→ **To be done**
- A) According to the There Will Be Blood review, why is Day-Lewis probably more effective than the average superstar? Answer in one to three sentences.
- B) In the There Will Be Blood review, who plays Plainview's son?
- C) List every film title mentioned in the There Will Be Blood review.

→ **Provided text**
>>

Oil Milkshakes

There Will Be Blood, Daniel Day-Lewis’s latest Oscar-ticket item came to our local Laemmle this week.

If you’re not a Paul Anderson fan (Boogie Nights, Magnolia–not Mortal Kombat and Resident Evil), this movie probably isn’t going to be the one that wins you over. A lot of people (notably Kevin Smith) razz Anderson for his long films, but I personally wouldn’t categorize them as vanity pictures. Though epic in length, his two San Fernando Valley-based movies paid off by building to satisfying dramatic conclusions.

This movie lacks the drive of those films. It’s basically Daniel Plainview’s life at four different periods in time. His character goes slowly mad (and murderous) over that time period but there’s no coalescing of dramatic point in the end (say as compared to Magnolia’s lyrical embrace of coincidence or Boogie Night’s plucky Dirk Diggler’s optimistic return to porn stardom).

And, of course, since it’s Mr. Anderson, when a guy walks from point A to point B, you’re gonna see him walk from point A to point B, no matter how long it takes. Long, languorous tracking shots somewhat reminiscent of Kubrick are a mainstay, and it’s actually pretty refreshing compared to the constant jump-cutting that infests a lot of modern film. An interesting thing about this approach is that Anderson films characters approaching or going away from things–often the most challenging part of any encounter–where other directors just cut directly to people talking, then cut away when it’s over. It’s rather effective–but it’s obviously not for the impatient, and there’s a lot of it here.

Anderson doesn’t fill up his film with chatter, either. At times, the film was evocative of a silent movie, a sense that was underscored when one of the characters goes deaf. (The music played into this as well, but more on that in a moment.) Of course, Anderson picked good actors, and he gets great performances from everyone (like Kevin O’ Connor as Plainview’s brother and Dillon Freasier as Plainview’s son), but this is mostly The Daniel Day-Lewis Show.

And Day-Lewis delivers, as usual, and he’s probably more effective than your average superstar, as he doesn’t suffer from the sort of over-exposure most other successful film actors do. I saw Daniel Plainview, not Daniel Day-Lewis. And a lot of things that might’ve been hack–for instance, a leg injury in the first scene causes Plainview to limp through the rest of the movie–struck me as brilliant in Day-Lewis’ hands. Instead of dragging his foot or turning it out lamely, Lewis walks with a sort of limp that suggests his hips and back are almost fused. It becomes part of his character, like the deformities of Shakespeare’s Richard III.

<<

→ **Raw records**
>>

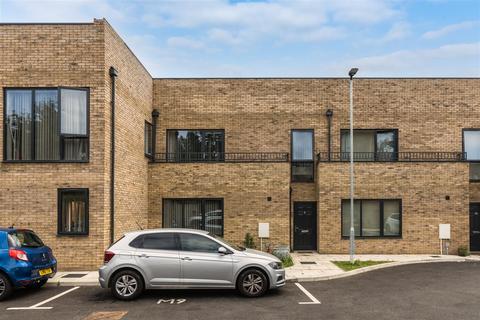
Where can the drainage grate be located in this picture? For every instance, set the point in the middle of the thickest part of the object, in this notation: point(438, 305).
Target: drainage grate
point(74, 275)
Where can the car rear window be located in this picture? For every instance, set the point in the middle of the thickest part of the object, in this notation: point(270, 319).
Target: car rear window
point(24, 239)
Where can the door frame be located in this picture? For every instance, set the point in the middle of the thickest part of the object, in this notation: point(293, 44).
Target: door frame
point(470, 224)
point(315, 215)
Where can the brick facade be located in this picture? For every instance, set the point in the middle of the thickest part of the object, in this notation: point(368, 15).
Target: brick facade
point(257, 115)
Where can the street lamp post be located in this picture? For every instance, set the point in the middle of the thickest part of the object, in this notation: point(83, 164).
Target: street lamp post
point(351, 73)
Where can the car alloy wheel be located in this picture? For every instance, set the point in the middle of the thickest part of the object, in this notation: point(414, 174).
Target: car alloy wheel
point(253, 284)
point(126, 285)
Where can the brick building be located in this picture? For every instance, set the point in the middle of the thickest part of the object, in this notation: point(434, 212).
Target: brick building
point(226, 154)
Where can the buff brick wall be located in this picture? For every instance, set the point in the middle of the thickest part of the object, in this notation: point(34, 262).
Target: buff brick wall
point(243, 187)
point(422, 187)
point(52, 56)
point(133, 107)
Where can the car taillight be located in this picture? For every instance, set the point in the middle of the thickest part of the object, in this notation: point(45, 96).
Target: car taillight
point(108, 256)
point(17, 254)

<<

→ **Task-by-task results**
- A) He doesn't suffer from the over-exposure that most other successful film actors do. As a result, the reviewer saw Daniel Plainview on screen, not Daniel Day-Lewis.

- B) Dillon Freasier.

- C)
- There Will Be Blood
- Boogie Nights
- Magnolia
- Mortal Kombat
- Resident Evil